• [What to work on] Copy out the data in full, keeping each line exactly as it reads.

• [Given data]
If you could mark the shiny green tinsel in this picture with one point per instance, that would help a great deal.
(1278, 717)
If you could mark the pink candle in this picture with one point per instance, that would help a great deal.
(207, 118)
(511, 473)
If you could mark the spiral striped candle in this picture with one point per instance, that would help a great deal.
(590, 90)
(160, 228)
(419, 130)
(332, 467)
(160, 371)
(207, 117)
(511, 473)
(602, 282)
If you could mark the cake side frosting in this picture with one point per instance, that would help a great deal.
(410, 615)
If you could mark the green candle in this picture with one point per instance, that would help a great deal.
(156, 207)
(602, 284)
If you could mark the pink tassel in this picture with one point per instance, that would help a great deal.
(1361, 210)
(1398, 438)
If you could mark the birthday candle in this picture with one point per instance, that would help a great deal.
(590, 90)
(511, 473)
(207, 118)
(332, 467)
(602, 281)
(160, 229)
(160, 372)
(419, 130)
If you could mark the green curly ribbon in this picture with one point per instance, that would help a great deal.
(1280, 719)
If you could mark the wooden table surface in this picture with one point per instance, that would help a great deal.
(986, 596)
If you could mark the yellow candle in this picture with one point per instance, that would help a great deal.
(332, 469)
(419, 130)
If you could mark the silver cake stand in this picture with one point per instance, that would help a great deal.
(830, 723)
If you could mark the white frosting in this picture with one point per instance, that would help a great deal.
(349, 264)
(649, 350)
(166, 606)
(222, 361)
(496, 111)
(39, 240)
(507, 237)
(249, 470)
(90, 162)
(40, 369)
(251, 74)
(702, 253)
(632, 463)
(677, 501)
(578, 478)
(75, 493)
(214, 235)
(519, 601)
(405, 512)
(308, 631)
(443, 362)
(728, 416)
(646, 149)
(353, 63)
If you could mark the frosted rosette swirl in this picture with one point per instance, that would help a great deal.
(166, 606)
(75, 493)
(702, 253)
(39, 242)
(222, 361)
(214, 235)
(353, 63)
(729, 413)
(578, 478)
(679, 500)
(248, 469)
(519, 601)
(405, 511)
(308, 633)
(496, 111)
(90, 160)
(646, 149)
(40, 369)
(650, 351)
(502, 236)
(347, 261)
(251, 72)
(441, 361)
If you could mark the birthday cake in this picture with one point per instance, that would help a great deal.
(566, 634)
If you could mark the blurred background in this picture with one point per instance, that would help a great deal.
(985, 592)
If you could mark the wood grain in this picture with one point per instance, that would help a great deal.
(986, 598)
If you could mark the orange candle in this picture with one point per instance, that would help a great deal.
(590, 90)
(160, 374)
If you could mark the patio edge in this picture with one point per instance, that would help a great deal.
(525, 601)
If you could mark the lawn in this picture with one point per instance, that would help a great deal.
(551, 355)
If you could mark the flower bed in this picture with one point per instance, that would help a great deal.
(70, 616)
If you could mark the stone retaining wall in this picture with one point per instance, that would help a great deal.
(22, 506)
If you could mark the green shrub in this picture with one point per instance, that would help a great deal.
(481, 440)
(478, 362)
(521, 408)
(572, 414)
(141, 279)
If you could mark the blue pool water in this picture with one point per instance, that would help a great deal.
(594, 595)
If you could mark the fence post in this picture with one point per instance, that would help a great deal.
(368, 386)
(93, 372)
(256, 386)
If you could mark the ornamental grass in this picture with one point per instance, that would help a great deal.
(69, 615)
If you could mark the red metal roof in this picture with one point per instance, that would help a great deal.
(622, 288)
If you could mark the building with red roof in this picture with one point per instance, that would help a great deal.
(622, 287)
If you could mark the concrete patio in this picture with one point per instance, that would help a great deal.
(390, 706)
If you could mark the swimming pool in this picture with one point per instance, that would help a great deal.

• [Response to this task]
If you could mark the shiny green tinsel in this picture with one point per instance, that would help a great deal.
(1278, 717)
If you could mark the pink candle in this picture with one point per instance, that would help a great deal.
(207, 118)
(511, 473)
If you could mark the spiral striped candle in this picture with one point per instance, that would help a great deal.
(590, 90)
(160, 228)
(419, 130)
(332, 467)
(160, 371)
(207, 117)
(511, 473)
(602, 282)
If you could mark the cake side frosting in this picture with one point per instance, that would help a great deal.
(410, 615)
If you could mark the green candle in this picture with one point per instance, that would help a great deal.
(156, 207)
(602, 284)
If you could mark the pink tassel in this picture with one point per instance, that would help a great deal.
(1361, 210)
(1398, 438)
If you could mark the birthday candle in this picture with one point per instance, that would help a great deal.
(590, 90)
(511, 473)
(207, 118)
(332, 467)
(602, 281)
(160, 229)
(160, 372)
(419, 130)
If you could mark the green curly ribbon in this picture with one point per instance, that would help a great deal.
(1280, 719)
If you could mark the wooden table surface in this picture with one point per instance, that would help a great deal.
(986, 596)
If you could mark the yellow candle in this picture with one point per instance, that would help a great deal.
(332, 469)
(419, 130)
If you could mark the silver cake stand in this picture with one point per instance, that would help a great deal.
(830, 723)
If you could mark the white frosting in this picture with one point per instance, that would help a great deal.
(349, 264)
(649, 350)
(166, 606)
(222, 361)
(496, 111)
(39, 240)
(507, 237)
(249, 470)
(90, 162)
(40, 369)
(251, 74)
(702, 253)
(632, 463)
(677, 501)
(578, 478)
(75, 493)
(214, 235)
(519, 601)
(405, 512)
(308, 631)
(443, 362)
(728, 416)
(646, 149)
(353, 63)
If you could mark the frosted rosette swirl in this picture with one point per instance, that would help a great deal.
(166, 606)
(75, 493)
(702, 253)
(39, 242)
(222, 361)
(214, 235)
(353, 63)
(729, 413)
(578, 478)
(679, 500)
(248, 469)
(519, 601)
(405, 511)
(308, 633)
(496, 111)
(90, 160)
(646, 149)
(40, 369)
(650, 351)
(502, 236)
(347, 261)
(251, 72)
(441, 361)
If you could mark the birthday cake in this picture with one point per instance, that would help a great deal.
(566, 634)
If you could mark the blurred background in this picture with one point per instance, that would help a great deal.
(985, 592)
If you could mark the wood grain in this picture with one point per instance, that would help a great deal.
(986, 598)
If you could mark the orange candle in this picture with one point per instance, that would help a great deal.
(590, 90)
(160, 374)
If you could mark the patio edge in this picture with one point per instance, that would help a great deal.
(525, 601)
If you could mark the lawn in this picture with one point per instance, that would help a great deal.
(551, 355)
If you could mark the flower bed in this picture with one point per instance, that would help a great deal.
(70, 616)
If you could mark the stone retaining wall in this picture with one point per instance, that would help a great deal.
(22, 506)
If you could mark the green shrub in this picture with one point per instance, that would help a great deal.
(481, 440)
(478, 362)
(521, 408)
(572, 414)
(141, 279)
If you could mark the blue pool water in this picture with one point per instance, that would help a great deal.
(594, 595)
If you could mark the fence post in this picture with one point per instance, that would help a great deal.
(368, 386)
(93, 372)
(256, 386)
If you could mark the ornamental grass in this picture with one point per instance, that would help a great deal.
(69, 615)
If you could mark the red metal roof in this picture with one point per instance, that would help a great deal.
(622, 288)
If you could mark the building with red roof in this picture with one point per instance, that would help a great deal.
(622, 287)
If you could mark the concrete patio in this picture with one point per instance, that would help a great deal.
(390, 706)
If you could mark the swimming pool in this picture with one point per instance, that would help a great deal.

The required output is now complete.